Work to complete
Where the records appear below, transcribe them exactly, leaving none out.

--- START ---

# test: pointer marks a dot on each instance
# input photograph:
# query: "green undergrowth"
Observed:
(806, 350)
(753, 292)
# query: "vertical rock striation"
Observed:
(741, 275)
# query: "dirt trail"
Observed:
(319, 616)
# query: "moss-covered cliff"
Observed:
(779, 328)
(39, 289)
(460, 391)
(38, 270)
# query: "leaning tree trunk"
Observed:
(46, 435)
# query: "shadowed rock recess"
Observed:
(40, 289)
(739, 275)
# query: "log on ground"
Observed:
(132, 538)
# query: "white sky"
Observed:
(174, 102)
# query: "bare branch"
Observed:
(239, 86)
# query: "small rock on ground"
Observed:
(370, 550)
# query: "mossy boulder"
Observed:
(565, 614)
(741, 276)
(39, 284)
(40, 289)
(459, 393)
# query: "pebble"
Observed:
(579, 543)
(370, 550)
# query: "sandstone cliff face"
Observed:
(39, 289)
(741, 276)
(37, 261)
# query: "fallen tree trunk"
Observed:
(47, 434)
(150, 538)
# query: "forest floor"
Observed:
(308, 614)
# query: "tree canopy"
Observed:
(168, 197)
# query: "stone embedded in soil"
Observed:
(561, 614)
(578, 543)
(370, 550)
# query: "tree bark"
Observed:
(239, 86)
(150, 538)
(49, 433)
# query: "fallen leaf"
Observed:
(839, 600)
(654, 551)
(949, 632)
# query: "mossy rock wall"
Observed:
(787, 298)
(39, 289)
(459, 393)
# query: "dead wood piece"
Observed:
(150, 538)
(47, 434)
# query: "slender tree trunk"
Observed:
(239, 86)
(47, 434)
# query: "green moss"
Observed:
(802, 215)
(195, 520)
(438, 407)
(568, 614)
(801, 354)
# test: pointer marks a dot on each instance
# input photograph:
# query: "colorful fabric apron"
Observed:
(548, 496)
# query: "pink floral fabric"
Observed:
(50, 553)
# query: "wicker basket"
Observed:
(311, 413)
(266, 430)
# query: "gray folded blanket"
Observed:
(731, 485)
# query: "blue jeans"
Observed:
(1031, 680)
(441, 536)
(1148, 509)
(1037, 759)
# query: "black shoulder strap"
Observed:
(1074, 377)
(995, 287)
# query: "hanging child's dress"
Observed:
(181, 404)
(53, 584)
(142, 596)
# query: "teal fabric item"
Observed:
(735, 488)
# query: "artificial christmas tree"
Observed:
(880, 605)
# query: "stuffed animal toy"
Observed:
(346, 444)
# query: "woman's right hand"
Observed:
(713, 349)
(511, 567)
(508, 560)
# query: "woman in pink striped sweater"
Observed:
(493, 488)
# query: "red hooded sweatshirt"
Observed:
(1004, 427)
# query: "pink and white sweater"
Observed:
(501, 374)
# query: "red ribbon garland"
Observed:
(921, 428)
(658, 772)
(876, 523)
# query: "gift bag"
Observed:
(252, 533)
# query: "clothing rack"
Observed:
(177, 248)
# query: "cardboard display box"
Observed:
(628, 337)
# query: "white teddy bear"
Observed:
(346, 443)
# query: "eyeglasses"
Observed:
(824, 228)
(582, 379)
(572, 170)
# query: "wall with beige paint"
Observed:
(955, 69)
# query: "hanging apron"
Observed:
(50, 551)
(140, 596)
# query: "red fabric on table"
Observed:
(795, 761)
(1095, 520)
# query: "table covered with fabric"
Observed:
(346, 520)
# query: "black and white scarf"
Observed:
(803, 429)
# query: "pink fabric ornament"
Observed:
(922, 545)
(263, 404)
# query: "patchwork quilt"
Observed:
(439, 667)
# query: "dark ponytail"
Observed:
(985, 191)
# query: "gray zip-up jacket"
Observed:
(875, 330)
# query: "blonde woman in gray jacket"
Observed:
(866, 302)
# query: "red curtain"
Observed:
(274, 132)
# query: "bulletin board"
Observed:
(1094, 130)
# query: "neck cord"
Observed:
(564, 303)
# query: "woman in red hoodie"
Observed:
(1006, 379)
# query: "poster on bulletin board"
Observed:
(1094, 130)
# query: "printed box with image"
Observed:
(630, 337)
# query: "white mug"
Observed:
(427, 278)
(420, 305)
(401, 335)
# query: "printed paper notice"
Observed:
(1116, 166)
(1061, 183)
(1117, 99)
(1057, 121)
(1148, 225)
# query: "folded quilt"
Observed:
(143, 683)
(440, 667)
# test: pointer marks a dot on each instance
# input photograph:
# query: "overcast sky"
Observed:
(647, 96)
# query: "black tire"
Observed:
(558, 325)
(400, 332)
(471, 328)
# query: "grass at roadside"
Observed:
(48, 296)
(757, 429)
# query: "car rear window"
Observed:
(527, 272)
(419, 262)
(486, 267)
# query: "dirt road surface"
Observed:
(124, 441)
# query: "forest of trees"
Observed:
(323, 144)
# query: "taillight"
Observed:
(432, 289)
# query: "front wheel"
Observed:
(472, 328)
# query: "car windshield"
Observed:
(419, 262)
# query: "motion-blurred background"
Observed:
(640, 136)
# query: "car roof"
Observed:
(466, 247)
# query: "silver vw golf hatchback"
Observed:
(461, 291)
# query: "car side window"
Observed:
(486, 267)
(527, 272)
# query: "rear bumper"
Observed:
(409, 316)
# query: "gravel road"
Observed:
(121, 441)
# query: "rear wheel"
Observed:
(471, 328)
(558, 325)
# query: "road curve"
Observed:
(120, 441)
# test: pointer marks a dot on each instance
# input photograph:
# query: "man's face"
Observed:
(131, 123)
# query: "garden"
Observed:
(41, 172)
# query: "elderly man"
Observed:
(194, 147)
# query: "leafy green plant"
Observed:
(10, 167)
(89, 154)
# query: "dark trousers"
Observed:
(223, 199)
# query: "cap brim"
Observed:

--- END ---

Task solution
# test: pointer marks a dot on each instance
# input photograph:
# query: "green undergrowth"
Observed:
(806, 350)
(753, 292)
# query: "vertical rock striation"
Observed:
(741, 275)
# query: "dirt trail"
Observed:
(319, 616)
# query: "moss-covered cliff"
Observed:
(779, 328)
(39, 289)
(460, 391)
(38, 270)
# query: "leaning tree trunk"
Observed:
(46, 435)
# query: "shadowed rock recess"
Observed:
(40, 289)
(739, 275)
# query: "log on ground"
Observed:
(132, 538)
# query: "white sky"
Observed:
(174, 102)
# query: "bare branch"
Observed:
(239, 86)
# query: "small rock on ground"
Observed:
(370, 550)
# query: "mossy boulder"
Observed:
(565, 614)
(741, 276)
(39, 284)
(40, 289)
(459, 393)
# query: "pebble"
Observed:
(579, 543)
(370, 550)
# query: "sandstone cliff face"
Observed:
(39, 289)
(741, 276)
(37, 261)
# query: "fallen tree trunk"
Observed:
(47, 434)
(150, 538)
# query: "forest floor"
Observed:
(308, 614)
# query: "tree canopy"
Observed:
(168, 197)
# query: "stone embedded in soil"
Observed:
(561, 614)
(578, 543)
(370, 550)
# query: "tree bark"
Observed:
(239, 86)
(150, 538)
(49, 433)
# query: "fallen leaf"
Observed:
(839, 600)
(654, 551)
(949, 632)
# query: "mossy rock wall"
Observed:
(787, 298)
(39, 289)
(459, 393)
# query: "dead wood piece"
Observed:
(150, 538)
(47, 434)
# query: "slender tree trunk"
Observed:
(239, 86)
(47, 434)
# query: "green moss"
Observed:
(802, 215)
(195, 520)
(438, 407)
(568, 614)
(801, 354)
# test: pointer marks a dot on each instance
# input photograph:
# query: "colorful fabric apron"
Observed:
(548, 496)
# query: "pink floral fabric"
Observed:
(50, 553)
# query: "wicker basket"
Observed:
(311, 413)
(266, 430)
# query: "gray folded blanket"
Observed:
(731, 485)
# query: "blue jeans"
Observed:
(1031, 680)
(441, 536)
(1148, 509)
(1037, 759)
# query: "black shoulder strap"
Observed:
(1074, 377)
(995, 287)
# query: "hanging child's dress"
Observed:
(181, 404)
(53, 584)
(142, 596)
# query: "teal fabric item"
Observed:
(735, 488)
# query: "artificial christmas tree"
Observed:
(880, 605)
# query: "stuffed animal toy"
Observed:
(346, 444)
# query: "woman's right hand"
Observed:
(713, 349)
(511, 567)
(508, 560)
# query: "woman in pink striped sweater"
Observed:
(493, 488)
# query: "red hooded sweatshirt"
Observed:
(1004, 427)
# query: "pink and white sweater"
Observed:
(501, 374)
# query: "red ribbon garland"
Observed:
(921, 428)
(658, 772)
(876, 523)
# query: "gift bag"
Observed:
(252, 533)
# query: "clothing rack"
Observed:
(177, 248)
# query: "cardboard display box"
Observed:
(628, 337)
# query: "white teddy bear"
Observed:
(346, 443)
# query: "eyeglasses"
Observed:
(824, 228)
(582, 379)
(572, 170)
# query: "wall with beige paint"
Observed:
(955, 69)
# query: "hanging apron"
Observed:
(50, 551)
(140, 596)
# query: "red fabric on table"
Observed:
(795, 761)
(1095, 520)
# query: "table covered with fabric"
Observed:
(346, 520)
# query: "black and white scarf"
Observed:
(803, 429)
# query: "pink fabric ornament"
Observed:
(922, 545)
(263, 404)
# query: "patchwork quilt"
Observed:
(439, 667)
# query: "dark ponytail"
Observed:
(985, 191)
# query: "gray zip-up jacket"
Observed:
(875, 330)
# query: "blonde woman in gray jacket"
Observed:
(866, 302)
# query: "red curtain"
Observed:
(274, 132)
# query: "bulletin board"
Observed:
(1094, 130)
# query: "neck cord"
Observed:
(564, 303)
# query: "woman in red hoodie"
Observed:
(1006, 379)
# query: "poster on bulletin board"
Observed:
(1094, 130)
# query: "printed box with image"
Observed:
(630, 337)
# query: "white mug"
Observed:
(427, 278)
(420, 305)
(401, 335)
# query: "printed paper notice"
Observed:
(1116, 166)
(1061, 183)
(1117, 99)
(1057, 121)
(1148, 225)
# query: "folded quilt"
Observed:
(143, 683)
(440, 667)
# test: pointer marks a dot on each instance
# input photograph:
# query: "overcast sky"
Observed:
(647, 96)
# query: "black tire"
Observed:
(558, 325)
(400, 332)
(471, 328)
# query: "grass at roadside"
Observed:
(48, 296)
(757, 429)
# query: "car rear window"
Observed:
(527, 272)
(419, 262)
(486, 267)
# query: "dirt road surface"
Observed:
(124, 441)
# query: "forest of trees"
Observed:
(323, 144)
# query: "taillight"
Observed:
(432, 289)
# query: "front wheel"
Observed:
(472, 328)
# query: "car windshield"
Observed:
(419, 262)
# query: "motion-blurred background"
Observed:
(640, 136)
# query: "car roof"
Observed:
(466, 247)
# query: "silver vw golf hatchback"
Observed:
(461, 291)
# query: "car side window"
Observed:
(486, 267)
(527, 272)
# query: "rear bumper"
Observed:
(409, 316)
# query: "gravel road"
Observed:
(121, 441)
# query: "rear wheel"
Observed:
(471, 328)
(558, 325)
# query: "road curve"
Observed:
(120, 441)
# test: pointer marks a dot on each instance
# input photograph:
# query: "man's face"
Observed:
(131, 123)
# query: "garden"
Observed:
(41, 172)
# query: "elderly man"
Observed:
(194, 147)
# query: "leafy green plant"
Observed:
(10, 167)
(89, 154)
# query: "dark trousers"
Observed:
(223, 199)
# query: "cap brim"
Observed:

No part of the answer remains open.